[Tasks for this exercise]
a – According to the article on choosing a Fabric analytical engine, what volumes of data count as big data?
b – Write the next part of the article on choosing a Fabric analytical engine, starting after its final sentence.

[Document text]

■ ■ ■ ■ ■ ■ ■

Choosing the Analytical Engine

All Microsoft Fabric roads lead to OneLake! You’ve already learned that mantra. However, which road is right for you? Should you pick a lakehouse, a warehouse, or maybe an eventhouse for storing your data in OneLake? There are numerous factors to take into account, so let’s explore three that I consider most relevant: data volume, supported data formats, and supported programming languages.

Data volume

Let’s first talk about the data volume. Although there is no single number that differentiates small and big data, and you’ll probably find dozens of opinions in the various resources on the web or books, we often refer to big data as an extremely large and diverse collection of data that continuously grows over time. However, for the sake of setting boundaries when making decisions, we will consider big data anything above 5 TB of stored data, and 100+ GB of ingested data per day.

When choosing the optimal analytical engine in Microsoft Fabric, there is no such thing as the minimum amount of data suitable for a warehouse versus a lakehouse, or vice versa. In theory, you can store only a few records of data in any of the analytical stores in Fabric, but you’ll start reaping the benefits of Massively Parallel Processing (MPP) architectures, which are implemented in both Fabric lakehouse and Fabric warehouse, with large amounts of data only.

Explaining the details about MPP is beyond the scope of this article, but you can find more details here.

To wrap up – data volume shouldn’t be a determining factor when deciding which analytical engine to use, as each lakehouse, warehouse, and eventhouse, scales to support petabytes of data if necessary.

Supported data formats

When choosing a storage option in OneLake, you’ll need to first consider the data format. The table you see depicts supported data formats in the three Fabric analytical storages.

As you can see, both lakehouse and eventhouse support all data formats. So, the fair question would be: when should I use a lakehouse over an eventhouse?

The short answer is: whenever you need to handle any type of streaming, or event-based data, choose an eventhouse. A few examples of event-based data are: telemetry and log data, time series, data collected from IoT devices, etc.

Of course, the long answer to the question about Lakehouse vs. Eventhouse is more nuanced and depends on numerous factors, such as:

Using data downstream – For example, if you are using Direct Lake mode for Power BI semantic models, data must be available in Delta format, which is not the case in the eventhouse (unless you enable the Eventhouse OneLake Availability feature)
Optimizing storage cost – Generally speaking, storage is more expensive for eventhouse than for lakehouse, since eventhouses use OneLake Cache Storage to provide the fastest query response times at an additional cost, as described here. A point worth mentioning is that when you set the caching policy to move the data to cold storage in the eventhouse, it’s billed the same as regular OneLake storage. Hence, only keeping the data in the hot cache (which improves the query performance) will cost you more
Processing streaming data – Eventhouse is optimized for processing streaming data (indexing and partitioning happen automatically), whereas processing streaming data using a lakehouse will force the creation of multiple small parquet files that must be vacuumed and optimized later, which can lead to increased capacity unit consumption. Explaining the vacuum and optimize operations is out of the scope of this article, but you can read more about it here

Supported programming languages

Let’s now examine how supported programming languages might affect the storage choice. This is undoubtedly one of the key factors when making a decision, not only about the analytical engine, but also when designing the entire Fabric architecture. The reason is obvious – let’s imagine that the entire data team in your organization consists of hard-core T-SQL developers. Would you force them to learn another programming language (Python, for example)? Or would you rather choose a Fabric component that plays to their strength?

■ ■ ■ ■ ■ ■ ■

[Dataset extract]
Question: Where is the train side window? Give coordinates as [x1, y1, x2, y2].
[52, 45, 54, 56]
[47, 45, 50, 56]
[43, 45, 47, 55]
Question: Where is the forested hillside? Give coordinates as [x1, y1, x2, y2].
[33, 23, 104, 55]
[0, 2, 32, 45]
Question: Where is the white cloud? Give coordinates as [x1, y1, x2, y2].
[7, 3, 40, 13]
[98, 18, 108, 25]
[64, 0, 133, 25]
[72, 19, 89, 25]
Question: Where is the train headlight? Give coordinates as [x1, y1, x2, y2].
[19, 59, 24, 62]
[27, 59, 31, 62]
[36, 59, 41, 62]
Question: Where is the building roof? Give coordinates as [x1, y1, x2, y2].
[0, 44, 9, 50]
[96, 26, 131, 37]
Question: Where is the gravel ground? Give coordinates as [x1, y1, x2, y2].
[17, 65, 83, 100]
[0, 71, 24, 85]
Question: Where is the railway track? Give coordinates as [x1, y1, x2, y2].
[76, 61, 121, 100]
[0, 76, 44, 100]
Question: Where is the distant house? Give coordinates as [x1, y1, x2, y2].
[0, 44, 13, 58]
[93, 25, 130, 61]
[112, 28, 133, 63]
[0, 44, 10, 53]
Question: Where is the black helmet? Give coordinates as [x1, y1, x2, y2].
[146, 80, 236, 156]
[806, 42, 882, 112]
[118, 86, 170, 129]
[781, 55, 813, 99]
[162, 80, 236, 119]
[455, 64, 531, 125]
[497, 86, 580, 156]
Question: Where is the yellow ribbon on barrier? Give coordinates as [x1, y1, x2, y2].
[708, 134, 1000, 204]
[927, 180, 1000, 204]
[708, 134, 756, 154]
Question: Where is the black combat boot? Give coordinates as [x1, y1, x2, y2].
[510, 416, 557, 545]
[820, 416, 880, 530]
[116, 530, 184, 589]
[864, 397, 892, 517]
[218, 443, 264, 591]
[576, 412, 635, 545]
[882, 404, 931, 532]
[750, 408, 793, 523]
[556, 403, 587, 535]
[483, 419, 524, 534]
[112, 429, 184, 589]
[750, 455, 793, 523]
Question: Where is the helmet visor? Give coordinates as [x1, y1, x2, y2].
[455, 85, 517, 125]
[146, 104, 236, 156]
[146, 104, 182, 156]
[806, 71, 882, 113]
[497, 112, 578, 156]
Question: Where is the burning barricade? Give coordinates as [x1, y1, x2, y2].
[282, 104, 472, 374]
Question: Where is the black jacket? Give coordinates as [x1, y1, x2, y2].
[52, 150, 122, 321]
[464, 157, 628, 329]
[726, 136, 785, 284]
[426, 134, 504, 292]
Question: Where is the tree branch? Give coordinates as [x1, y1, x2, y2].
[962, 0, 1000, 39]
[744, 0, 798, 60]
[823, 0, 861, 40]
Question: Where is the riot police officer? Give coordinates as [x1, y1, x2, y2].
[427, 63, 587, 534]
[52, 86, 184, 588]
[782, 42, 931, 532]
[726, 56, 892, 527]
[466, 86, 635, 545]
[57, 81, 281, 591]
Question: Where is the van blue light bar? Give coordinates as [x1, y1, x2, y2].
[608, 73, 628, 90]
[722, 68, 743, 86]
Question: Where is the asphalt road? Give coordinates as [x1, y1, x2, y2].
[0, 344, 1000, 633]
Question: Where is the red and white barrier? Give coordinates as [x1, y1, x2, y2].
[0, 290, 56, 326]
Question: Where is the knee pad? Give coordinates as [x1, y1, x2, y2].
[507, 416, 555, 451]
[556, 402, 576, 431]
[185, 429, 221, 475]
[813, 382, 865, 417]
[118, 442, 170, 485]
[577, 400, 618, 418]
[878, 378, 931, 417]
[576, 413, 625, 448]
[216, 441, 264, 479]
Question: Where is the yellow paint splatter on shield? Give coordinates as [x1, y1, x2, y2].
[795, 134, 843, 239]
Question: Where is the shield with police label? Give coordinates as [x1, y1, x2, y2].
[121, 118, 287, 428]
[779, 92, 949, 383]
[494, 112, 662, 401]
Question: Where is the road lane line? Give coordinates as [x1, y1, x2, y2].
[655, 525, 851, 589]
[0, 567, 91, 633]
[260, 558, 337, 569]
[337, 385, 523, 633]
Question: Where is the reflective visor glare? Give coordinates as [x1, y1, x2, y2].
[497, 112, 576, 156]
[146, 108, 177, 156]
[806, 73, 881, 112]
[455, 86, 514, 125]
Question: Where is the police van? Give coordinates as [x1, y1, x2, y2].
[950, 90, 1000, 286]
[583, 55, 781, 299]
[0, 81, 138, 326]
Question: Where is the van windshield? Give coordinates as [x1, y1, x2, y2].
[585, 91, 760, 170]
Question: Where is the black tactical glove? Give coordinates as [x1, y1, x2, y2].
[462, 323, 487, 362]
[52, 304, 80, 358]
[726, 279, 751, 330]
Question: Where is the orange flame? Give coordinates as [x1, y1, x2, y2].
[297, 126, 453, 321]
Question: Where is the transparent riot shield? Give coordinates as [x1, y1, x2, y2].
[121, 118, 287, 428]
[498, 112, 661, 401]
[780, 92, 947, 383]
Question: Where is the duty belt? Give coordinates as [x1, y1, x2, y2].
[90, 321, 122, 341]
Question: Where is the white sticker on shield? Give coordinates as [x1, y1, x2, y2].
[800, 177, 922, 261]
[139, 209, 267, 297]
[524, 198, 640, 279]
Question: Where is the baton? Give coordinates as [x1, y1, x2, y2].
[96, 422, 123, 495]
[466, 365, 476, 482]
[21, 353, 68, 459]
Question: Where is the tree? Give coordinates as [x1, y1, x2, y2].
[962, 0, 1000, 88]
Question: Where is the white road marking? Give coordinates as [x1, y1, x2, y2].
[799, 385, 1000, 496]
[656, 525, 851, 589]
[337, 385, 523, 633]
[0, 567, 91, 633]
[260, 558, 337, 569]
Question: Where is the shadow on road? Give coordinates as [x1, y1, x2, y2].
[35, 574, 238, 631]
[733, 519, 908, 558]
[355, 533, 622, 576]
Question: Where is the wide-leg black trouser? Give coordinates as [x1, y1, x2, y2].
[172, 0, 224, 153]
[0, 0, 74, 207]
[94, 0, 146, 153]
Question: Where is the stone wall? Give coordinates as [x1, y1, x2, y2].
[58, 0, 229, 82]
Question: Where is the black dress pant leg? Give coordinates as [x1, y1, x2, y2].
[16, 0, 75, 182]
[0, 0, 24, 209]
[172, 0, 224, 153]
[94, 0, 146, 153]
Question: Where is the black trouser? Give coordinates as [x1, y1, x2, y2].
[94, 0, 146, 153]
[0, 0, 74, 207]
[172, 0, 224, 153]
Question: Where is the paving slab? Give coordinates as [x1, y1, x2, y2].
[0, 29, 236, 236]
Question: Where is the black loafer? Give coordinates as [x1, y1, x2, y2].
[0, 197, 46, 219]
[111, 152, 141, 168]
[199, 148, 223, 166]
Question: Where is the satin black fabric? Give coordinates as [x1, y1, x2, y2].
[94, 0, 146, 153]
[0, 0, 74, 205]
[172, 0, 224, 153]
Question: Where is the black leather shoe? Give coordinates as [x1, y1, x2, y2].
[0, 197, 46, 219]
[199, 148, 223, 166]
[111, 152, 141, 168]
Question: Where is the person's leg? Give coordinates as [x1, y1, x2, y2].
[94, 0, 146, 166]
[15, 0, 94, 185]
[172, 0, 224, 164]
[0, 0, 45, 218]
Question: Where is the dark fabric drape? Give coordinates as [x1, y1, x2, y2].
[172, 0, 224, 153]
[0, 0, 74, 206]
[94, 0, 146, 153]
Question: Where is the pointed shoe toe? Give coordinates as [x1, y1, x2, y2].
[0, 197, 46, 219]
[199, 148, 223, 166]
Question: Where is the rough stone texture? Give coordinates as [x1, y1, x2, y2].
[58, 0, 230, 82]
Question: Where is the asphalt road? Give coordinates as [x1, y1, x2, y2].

■ ■ ■ ■ ■ ■ ■

[Task-by-task results]
a – Anything above 5 TB of stored data and 100+ GB of ingested data per day.

b –
The following table shows supported programming languages for both read and write operations.

Let’s stop for a moment and examine the importance of the selection you make based on this information. Imagine that you’re implementing a medallion design pattern in Microsoft Fabric. In accordance with the recommended practice of building a Star schema dimensional model in the final layer (gold/curated), you’d need to apply various data transformations to implement business rules and logic. Hence, if your data engineers or analytics engineers are feeling comfortable writing T-SQL, you should probably choose a warehouse for this layer, since T-SQL can’t be used for inserting, updating, or deleting the data in the lakehouse and/or eventhouse.

On the flip side, if the majority of the data team is proficient with Python or any language that can be used to manipulate the data using the Spark engine, you’d probably go all the way with the lakehouse. Although, in full honesty, the road between the T-SQL and Spark SQL is not that long, in case you plan to leverage SQL skills while using the lakehouse.

OneLake Interoperability

Now, things become more complex…“What if I choose the lakehouse for my silver layer, and the warehouse for the gold layer? Can I combine the data from both the lakehouse and the warehouse?” This is a very common question asked by data professionals considering or already using Microsoft Fabric. Hence, in this table, you’ll find an overview of the interoperability between various analytical engines in Fabric.

Scenario-based Decision Guide

Based on all of the aforementioned criteria and typical analytical requirements, I identified a few common scenarios you might face when deciding which Fabric component to pick for the particular use case. The table below illustrates the level of suitability of each analytical engine for the scenario in the scope. A 5-star rating means that the particular engine is a good fit for the specific use case. A 3-star rating means that the required scenario may be accomplished by using the particular analytical engine, but with some limitations or considerations. Finally, a 1-star rating means that I don’t recommend using the particular engine for that specific use case.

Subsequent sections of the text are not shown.